_WHAT IS REQUIRED:_ Reproduce the whole listing exactly.

··· SUPPLIED RECORDS

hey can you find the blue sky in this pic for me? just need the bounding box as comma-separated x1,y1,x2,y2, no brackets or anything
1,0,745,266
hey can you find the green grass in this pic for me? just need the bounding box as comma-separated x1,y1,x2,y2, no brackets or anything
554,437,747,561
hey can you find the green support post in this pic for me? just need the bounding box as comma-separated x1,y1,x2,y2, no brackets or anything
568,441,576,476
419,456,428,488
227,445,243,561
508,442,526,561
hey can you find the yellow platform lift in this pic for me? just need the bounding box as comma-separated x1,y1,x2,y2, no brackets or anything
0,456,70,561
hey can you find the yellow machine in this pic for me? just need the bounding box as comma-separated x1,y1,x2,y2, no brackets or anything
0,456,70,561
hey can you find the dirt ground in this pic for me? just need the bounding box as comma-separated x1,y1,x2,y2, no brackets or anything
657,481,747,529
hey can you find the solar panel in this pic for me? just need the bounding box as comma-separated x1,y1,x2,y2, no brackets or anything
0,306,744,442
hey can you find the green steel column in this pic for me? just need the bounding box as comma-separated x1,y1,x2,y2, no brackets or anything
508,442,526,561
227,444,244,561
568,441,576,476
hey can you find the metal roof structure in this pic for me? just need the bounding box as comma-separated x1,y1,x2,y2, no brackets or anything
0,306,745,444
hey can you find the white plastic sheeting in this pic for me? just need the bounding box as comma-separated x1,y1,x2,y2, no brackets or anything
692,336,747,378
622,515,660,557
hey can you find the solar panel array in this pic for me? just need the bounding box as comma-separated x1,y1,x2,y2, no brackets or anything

······

_SOLUTION FOR THIS EXERCISE:_
hey can you find the blue sky in this pic for me? just need the bounding box as comma-separated x1,y1,x2,y2, no brackets or anything
1,0,745,266
hey can you find the green grass in this pic for me? just need the bounding box as comma-separated x1,y1,x2,y2, no brackets or anything
554,437,747,561
hey can you find the green support post in this pic for me? just need the bounding box as comma-separated x1,y1,x2,y2, no brackets or anything
568,441,576,476
419,456,428,488
227,445,243,561
508,442,526,561
hey can you find the yellow platform lift in this pic for me? just need the bounding box as comma-separated x1,y1,x2,y2, no brackets or anything
0,456,70,561
hey can you find the yellow machine in this pic for me? just need the bounding box as comma-separated x1,y1,x2,y2, no brackets or anything
0,456,70,561
hey can you find the dirt ground in this pic for me? just need the bounding box as comma-separated x1,y1,x2,y2, no brackets or anything
657,481,747,529
hey can you find the solar panel in this pic for me? just need the bounding box as comma-separated x1,y1,x2,y2, no brackets or anything
0,306,744,442
hey can you find the green steel column in this pic for me? just need the bounding box as comma-separated x1,y1,x2,y2, no brackets or anything
508,442,526,561
227,444,244,561
568,441,576,476
hey can you find the metal roof structure in this pic for me? just need the bounding box as comma-separated x1,y1,x2,y2, no brackets or anything
0,306,745,444
hey can you find the white plastic sheeting in this pic for me? just need the bounding box as comma-separated x1,y1,x2,y2, no brackets or anything
692,336,747,378
622,515,660,557
hey can you find the solar panel array in this pic for me? just need the bounding box as comma-separated x1,y1,x2,y2, no brackets or anything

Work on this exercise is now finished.